◆ INPUT ROWS

>>>

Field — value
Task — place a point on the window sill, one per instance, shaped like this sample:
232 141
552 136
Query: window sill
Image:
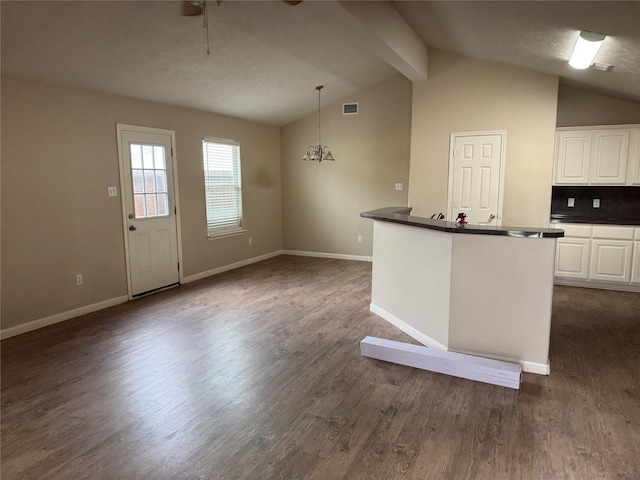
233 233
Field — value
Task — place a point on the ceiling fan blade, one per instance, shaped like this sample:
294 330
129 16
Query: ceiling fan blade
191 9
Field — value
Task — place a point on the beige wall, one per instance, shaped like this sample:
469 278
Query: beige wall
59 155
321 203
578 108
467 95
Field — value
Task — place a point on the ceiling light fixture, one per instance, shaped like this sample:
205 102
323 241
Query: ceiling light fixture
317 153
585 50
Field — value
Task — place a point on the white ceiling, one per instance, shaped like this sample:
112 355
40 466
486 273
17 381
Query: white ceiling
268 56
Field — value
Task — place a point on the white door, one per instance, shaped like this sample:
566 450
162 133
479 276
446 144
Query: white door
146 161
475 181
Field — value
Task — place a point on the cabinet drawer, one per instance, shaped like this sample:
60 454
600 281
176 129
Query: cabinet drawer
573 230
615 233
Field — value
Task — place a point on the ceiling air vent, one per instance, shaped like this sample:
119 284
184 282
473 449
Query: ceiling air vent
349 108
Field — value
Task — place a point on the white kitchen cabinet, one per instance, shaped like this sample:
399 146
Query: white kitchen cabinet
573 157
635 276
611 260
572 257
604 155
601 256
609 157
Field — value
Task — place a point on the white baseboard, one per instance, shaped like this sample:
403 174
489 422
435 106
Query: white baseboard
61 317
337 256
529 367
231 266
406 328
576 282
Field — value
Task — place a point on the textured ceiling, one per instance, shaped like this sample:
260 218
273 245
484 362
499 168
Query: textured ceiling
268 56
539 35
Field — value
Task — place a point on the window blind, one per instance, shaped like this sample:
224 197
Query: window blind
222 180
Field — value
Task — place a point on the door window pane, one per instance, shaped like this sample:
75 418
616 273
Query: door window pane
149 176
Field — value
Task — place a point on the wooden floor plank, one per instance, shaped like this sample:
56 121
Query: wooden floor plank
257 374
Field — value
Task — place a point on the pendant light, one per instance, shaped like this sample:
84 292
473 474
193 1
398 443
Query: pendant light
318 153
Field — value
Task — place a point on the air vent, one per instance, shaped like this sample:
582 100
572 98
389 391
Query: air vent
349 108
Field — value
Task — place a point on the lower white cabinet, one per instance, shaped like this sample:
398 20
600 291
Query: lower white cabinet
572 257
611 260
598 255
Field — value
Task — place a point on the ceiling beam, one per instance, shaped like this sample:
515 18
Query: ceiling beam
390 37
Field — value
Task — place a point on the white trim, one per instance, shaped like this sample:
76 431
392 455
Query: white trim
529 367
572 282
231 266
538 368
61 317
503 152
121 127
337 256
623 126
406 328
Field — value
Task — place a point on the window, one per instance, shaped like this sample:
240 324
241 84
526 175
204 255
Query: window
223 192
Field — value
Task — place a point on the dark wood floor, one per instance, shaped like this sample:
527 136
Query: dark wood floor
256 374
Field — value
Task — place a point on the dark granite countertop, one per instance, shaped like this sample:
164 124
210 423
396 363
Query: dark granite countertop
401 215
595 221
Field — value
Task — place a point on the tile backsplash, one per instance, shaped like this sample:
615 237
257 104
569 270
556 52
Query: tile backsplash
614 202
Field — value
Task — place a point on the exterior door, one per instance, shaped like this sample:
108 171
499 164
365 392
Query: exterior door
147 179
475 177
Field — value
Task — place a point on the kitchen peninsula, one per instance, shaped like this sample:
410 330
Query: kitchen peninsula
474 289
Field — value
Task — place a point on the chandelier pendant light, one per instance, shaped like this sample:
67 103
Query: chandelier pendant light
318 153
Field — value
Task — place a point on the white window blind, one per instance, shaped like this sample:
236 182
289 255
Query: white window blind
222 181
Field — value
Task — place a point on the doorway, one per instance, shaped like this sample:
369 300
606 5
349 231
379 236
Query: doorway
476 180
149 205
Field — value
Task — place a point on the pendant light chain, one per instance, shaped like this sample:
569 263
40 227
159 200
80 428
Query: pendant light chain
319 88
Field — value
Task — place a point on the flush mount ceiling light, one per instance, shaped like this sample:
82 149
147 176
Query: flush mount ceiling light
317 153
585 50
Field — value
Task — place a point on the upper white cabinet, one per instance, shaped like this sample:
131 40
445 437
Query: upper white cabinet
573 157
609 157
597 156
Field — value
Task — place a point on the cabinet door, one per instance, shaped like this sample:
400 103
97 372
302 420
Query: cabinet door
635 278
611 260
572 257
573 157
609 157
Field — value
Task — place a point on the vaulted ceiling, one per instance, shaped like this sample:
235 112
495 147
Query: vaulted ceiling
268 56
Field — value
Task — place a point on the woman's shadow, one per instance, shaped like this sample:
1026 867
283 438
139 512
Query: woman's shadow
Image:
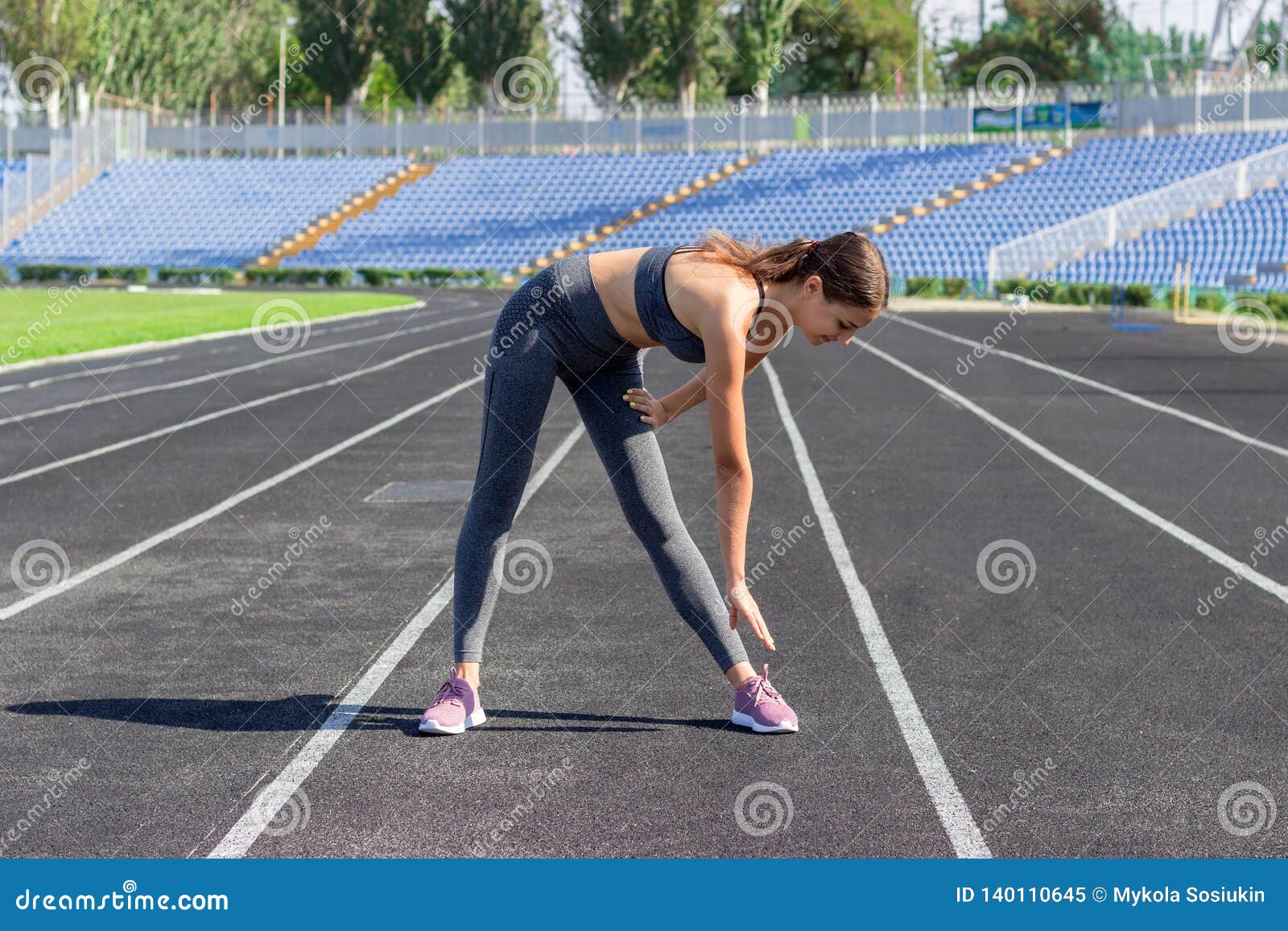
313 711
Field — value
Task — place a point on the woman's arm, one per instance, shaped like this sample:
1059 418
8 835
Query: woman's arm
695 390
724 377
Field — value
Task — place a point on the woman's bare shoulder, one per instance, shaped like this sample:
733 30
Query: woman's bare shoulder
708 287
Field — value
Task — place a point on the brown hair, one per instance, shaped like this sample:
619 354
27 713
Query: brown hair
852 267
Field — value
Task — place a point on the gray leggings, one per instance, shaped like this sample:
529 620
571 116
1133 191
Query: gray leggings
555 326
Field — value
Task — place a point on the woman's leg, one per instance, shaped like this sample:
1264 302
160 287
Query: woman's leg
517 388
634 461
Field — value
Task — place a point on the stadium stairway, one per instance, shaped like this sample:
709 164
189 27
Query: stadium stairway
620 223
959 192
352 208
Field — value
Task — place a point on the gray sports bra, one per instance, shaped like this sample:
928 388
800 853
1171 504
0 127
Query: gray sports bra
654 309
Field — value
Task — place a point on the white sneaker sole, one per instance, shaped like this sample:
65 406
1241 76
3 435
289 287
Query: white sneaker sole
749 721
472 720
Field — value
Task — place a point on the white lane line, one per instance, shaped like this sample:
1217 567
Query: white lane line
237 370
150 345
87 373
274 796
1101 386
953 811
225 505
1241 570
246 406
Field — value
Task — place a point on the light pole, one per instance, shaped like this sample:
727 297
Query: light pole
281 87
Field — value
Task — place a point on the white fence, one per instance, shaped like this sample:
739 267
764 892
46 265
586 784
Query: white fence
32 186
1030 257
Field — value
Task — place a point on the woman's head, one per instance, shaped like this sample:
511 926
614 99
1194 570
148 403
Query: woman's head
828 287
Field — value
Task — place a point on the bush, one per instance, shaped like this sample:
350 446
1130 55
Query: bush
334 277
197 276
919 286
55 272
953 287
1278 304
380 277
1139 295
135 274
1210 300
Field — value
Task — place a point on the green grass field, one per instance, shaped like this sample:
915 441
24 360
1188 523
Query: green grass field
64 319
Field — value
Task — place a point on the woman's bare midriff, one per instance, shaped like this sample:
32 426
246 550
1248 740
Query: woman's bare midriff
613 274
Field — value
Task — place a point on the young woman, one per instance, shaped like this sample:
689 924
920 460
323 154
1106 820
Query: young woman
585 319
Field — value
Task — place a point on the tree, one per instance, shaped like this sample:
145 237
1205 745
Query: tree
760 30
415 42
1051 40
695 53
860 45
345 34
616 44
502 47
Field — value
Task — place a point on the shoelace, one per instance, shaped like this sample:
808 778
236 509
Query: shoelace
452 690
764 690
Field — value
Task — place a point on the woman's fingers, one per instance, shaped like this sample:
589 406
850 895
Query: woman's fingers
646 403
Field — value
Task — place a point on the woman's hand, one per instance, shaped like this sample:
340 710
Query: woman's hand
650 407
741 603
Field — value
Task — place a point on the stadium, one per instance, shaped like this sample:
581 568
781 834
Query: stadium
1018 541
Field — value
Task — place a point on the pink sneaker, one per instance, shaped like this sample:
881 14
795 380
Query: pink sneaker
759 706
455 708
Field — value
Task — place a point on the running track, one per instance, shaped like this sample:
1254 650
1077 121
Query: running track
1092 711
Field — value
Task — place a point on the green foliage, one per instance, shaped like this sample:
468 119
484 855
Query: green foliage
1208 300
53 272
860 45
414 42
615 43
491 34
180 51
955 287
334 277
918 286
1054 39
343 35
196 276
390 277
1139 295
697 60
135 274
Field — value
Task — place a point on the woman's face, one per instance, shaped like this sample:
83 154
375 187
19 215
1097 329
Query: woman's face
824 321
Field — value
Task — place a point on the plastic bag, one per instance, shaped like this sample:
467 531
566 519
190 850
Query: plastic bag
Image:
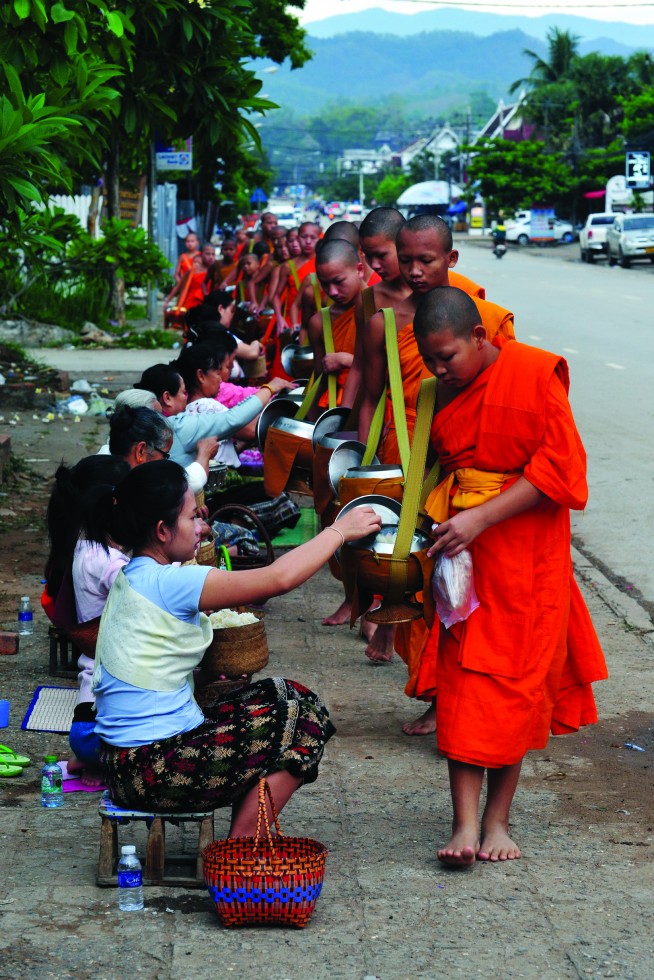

<<<

◆ PROBLEM TO SOLVE
Tally how many lines in the items above contain the string "sports", with case counting, and reply with that number alone.

◆ PROBLEM SOLUTION
2